EXERCISE DATA -
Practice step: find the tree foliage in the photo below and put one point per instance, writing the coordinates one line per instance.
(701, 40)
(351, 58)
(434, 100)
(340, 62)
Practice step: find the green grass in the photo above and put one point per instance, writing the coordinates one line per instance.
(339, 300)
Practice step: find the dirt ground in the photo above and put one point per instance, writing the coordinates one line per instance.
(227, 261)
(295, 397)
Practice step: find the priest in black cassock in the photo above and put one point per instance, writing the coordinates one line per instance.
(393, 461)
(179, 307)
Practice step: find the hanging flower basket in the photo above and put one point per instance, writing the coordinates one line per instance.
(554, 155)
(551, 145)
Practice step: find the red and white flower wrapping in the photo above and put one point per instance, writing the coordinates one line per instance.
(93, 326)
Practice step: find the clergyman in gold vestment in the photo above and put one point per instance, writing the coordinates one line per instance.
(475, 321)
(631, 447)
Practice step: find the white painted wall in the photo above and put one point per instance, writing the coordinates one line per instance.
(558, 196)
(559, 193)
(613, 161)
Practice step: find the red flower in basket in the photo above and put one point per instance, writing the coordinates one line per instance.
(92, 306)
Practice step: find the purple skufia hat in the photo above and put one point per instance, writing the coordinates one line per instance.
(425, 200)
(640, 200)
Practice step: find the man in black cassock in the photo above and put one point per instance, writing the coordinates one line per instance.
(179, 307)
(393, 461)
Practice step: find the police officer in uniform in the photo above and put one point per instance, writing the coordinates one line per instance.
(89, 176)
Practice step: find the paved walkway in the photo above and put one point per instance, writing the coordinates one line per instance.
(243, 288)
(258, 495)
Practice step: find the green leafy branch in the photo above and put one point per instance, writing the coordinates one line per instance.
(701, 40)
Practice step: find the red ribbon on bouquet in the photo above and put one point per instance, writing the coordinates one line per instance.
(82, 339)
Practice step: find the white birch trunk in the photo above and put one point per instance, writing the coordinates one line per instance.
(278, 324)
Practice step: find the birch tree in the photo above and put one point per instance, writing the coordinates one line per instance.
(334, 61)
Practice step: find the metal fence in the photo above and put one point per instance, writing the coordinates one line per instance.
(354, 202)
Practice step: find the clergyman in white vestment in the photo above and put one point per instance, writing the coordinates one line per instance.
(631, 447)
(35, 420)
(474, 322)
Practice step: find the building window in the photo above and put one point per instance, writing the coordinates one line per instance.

SHORT EXERCISE -
Reproduce every line from the one containing "Practice step: find the paved" through the last line of the records, inclusive, requests included. Multiply each coordinate in the answers by 1.3 and round to whole numbers, with halves rounded up; give only these lines.

RESULT -
Practice step: find the paved walkway in the photo above and put one point per instance, writing the coordinates one line per instance.
(316, 374)
(335, 644)
Practice step: find the green leafy branch in the photo above and put one point per instance, writing the coordinates one line per instance.
(911, 52)
Practice step: find the red ribbon on bouquet in the photo above and put one point per instance, writing the coordinates one line per instance.
(107, 441)
Practice step: find the white birch trunk in the photo above and put one point per instance, writing the coordinates one line per instance.
(361, 421)
Practice step: find the birch tree in the photo above and put one point per instance, writing the coordinates one line per instance.
(434, 79)
Practice step: find the metal fence in the photo above and put one point per instance, writing the coordinates one line per instance.
(460, 263)
Practice step: find the clergyman in white vestment in the photo above and put one point per instance, writing the coordinates one line per instance.
(820, 581)
(46, 546)
(616, 419)
Practice step: find the building window in the photo above and put one point per instance, writing the coordinates one line per instance.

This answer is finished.